Rows from a pointing dataset:
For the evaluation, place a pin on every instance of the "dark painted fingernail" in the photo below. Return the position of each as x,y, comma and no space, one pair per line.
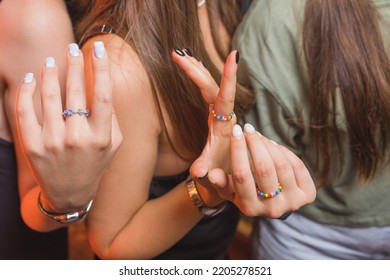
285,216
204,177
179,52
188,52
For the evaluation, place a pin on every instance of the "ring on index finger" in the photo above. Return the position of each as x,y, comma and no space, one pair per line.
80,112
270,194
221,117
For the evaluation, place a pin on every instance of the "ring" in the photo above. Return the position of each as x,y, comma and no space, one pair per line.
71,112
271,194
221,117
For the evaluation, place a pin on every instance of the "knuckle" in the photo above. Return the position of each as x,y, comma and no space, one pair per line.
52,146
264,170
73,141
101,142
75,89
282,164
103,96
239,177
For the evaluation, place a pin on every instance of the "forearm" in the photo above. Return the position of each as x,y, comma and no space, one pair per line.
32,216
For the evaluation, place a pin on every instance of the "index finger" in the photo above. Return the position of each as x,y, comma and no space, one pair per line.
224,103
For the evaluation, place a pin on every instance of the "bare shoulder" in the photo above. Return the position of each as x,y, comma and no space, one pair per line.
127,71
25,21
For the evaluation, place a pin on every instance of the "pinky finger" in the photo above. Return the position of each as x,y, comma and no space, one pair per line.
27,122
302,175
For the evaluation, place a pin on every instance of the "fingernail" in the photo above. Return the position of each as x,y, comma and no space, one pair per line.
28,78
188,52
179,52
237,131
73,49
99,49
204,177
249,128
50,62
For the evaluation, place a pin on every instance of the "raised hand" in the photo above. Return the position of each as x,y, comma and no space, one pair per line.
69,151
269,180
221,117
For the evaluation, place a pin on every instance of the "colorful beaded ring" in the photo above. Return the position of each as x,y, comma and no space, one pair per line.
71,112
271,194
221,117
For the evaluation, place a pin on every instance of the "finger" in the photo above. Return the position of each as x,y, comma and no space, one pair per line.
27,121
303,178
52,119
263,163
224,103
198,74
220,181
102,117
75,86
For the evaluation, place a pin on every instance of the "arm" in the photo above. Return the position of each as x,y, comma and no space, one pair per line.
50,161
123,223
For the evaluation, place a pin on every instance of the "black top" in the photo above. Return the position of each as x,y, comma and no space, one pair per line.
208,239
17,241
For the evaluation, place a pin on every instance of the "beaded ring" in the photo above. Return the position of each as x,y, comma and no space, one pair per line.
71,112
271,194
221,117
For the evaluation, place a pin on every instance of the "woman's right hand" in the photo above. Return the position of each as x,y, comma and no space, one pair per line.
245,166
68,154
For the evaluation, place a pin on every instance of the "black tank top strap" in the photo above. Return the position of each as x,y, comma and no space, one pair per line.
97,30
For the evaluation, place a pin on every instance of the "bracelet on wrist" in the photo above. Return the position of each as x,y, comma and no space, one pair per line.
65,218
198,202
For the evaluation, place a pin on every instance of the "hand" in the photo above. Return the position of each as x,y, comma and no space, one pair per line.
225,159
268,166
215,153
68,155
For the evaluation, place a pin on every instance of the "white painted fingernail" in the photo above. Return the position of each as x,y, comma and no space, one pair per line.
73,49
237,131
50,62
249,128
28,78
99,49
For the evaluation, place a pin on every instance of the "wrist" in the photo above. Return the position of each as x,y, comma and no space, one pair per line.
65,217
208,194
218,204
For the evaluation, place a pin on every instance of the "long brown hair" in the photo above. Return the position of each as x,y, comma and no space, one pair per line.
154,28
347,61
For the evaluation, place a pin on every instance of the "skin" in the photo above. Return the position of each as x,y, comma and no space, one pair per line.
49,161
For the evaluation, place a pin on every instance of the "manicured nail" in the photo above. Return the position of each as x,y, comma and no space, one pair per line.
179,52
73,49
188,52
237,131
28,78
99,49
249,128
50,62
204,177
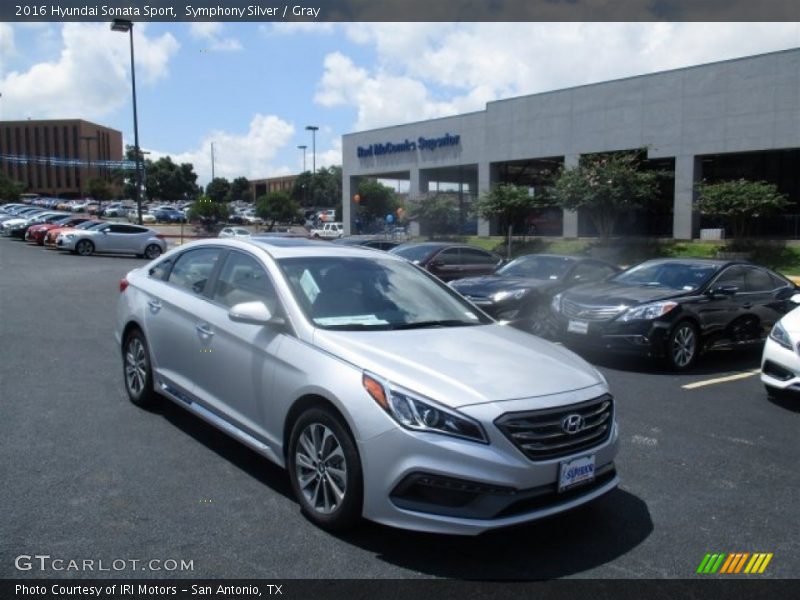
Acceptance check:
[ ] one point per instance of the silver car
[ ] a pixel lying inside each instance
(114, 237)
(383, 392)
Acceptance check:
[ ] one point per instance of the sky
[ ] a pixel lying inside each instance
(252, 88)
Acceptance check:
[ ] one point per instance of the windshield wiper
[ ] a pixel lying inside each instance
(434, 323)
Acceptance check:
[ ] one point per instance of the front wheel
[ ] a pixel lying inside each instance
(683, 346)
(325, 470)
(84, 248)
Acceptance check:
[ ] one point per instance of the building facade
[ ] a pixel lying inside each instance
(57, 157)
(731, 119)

§ **What is needed**:
Omit the pictures, then quote the rest of the material above exactly.

§ **Task solution**:
For the evaluation, place a pin on every instance of the "dark painted fingernail" in the photo below. Return the position of each as x,y, comma and no space, one pair per line.
285,216
204,177
179,52
188,52
For the evaluation, place a pin on every instance of the "ring on index finger" in the photo above. Return the position of each as x,y, comma and no space, one pair per line.
80,112
270,194
221,117
For the evaluation, place a pin on every instance of the "ring" in the photo above. Return the position of each as x,y, comma and no space, one pair per line.
71,112
271,194
221,117
For the evaluation, place a pin on every instance of the "knuckle" in the photo above. Return the position of each as x,y, comma and no space, one pair per line.
52,146
264,170
73,141
101,142
75,89
282,164
103,96
239,177
For the evaluation, place a pin on every instance of the "forearm" in the photo above. Return the position of each as x,y, comma and no space, one pair per line.
32,216
For the evaluation, place a pin on every instance of the "index finger" in the photo above. Return the position of each as x,y, comma and no space, one pair per line.
224,103
For the evaluation, place a pin on every instance of the "bare shoulder" in the photo above. Return the position of each as x,y, comma and no space, one pair per line.
127,71
25,21
For the evaluation, place a pin on every instance of the "pinky finger" in the photo above. Return the position of each as x,y, comma and no space, one pair per line.
27,122
302,175
For the evaluation, place a pin on every instance of the "fingernail" in the photo above. Return the position of each as x,y, comma and no space, one pair per line.
28,78
188,52
179,52
237,131
73,49
99,49
204,177
249,128
50,62
For the evaluation, place a pin on every instance of the "raised hand" in the photo above. Return the position of each as x,y, comma and no space, one pair per line.
69,151
269,180
221,117
For the evaluation, place a pin on every instance of the "colorful beaded ring" in the photo above. Return the position of each as x,y, comma and no space, one pair per line.
71,112
271,194
221,117
For the evaluation, place a pin on every instance of the "finger" in the photo above. Return the position of each as x,y, comma and no space, one pair per line.
27,121
303,178
52,119
263,163
224,103
198,74
220,181
102,117
75,86
For the evaluation, place a pin on every instance of the "arm" in the photo above. Return the position of each as x,y, comma and no space, one pair per line.
50,161
123,223
For the evaluation, place a pin on every instance of the "black top" in the photo above. Return the position of each as x,y, comma and no space, one pair per line.
208,239
17,241
For the evaluation, place a pin on every instance of the "beaded ring" in the photo above. Return the position of each as x,y, comma and no space, one pair per line.
71,112
271,194
221,117
For the evaluation, place a pin on every instance of the "woman's right hand" in the photo above. Return the position of each as x,y, comma and no space, one pair per line.
245,166
68,154
For the evaluation, place a pin on every instance of the "black tank top strap" in the photo above. Return the position of each as x,y, comma and no space, one pair per line.
97,30
For the evaluation, place a pin on every instance of the "bracelet on wrist" in the photo above. Return the position of each as x,y, comma and no space, one pair per line.
65,218
198,202
For the evaluation, place a pin on every instance of the "hand" in the photo above. Return the position of each as x,y, comma and no space, one pair per line.
225,159
268,166
215,153
68,155
For the evaluation, place a pin on every instance of the "white painted fingernail" in the photo above. Return the position of each as x,y, comma and no space, one pair per line.
73,49
237,131
50,62
249,128
28,78
99,49
For the evaluation, place a pin on every instance of the "wrist" in the photo above. Return the position of each as x,y, comma and no space, one pair per line.
65,217
208,194
218,204
For the evaluation, place a pin on every instance of the "long brown hair" in the photo above. Return the position of each as x,y, comma and no space, one pair per line.
154,28
347,61
For the evaluation, place a pin on every instance of the "skin" in the photo above. Return the position of each as x,y, comma and no space, one pair per line.
49,161
For the evaluation, place a pin on every instance of the "manicured nail" in the photo above. Return the position of each as x,y, comma and no space, one pair per line.
179,52
73,49
188,52
237,131
28,78
99,49
249,128
50,62
204,177
Acceptance check:
[ ] one point per instance of the silver car
[ ] a pixel lying inside each instance
(114, 237)
(383, 392)
Acceptance check:
[ ] one point per instance of the sky
[ ] a pixel lying inside each instance
(252, 88)
Acceptance check:
[ ] one point per instance of the windshield wiper
[ ] a pixel lying inside each instance
(434, 323)
Acceptance check:
[ ] one point per instance of the front wheel
[ ] a pixel lying inside each instance
(683, 346)
(325, 470)
(84, 248)
Acceptance check:
[ ] one point per instance of the building facade
[ ] a pixel lying inside each instance
(57, 157)
(731, 119)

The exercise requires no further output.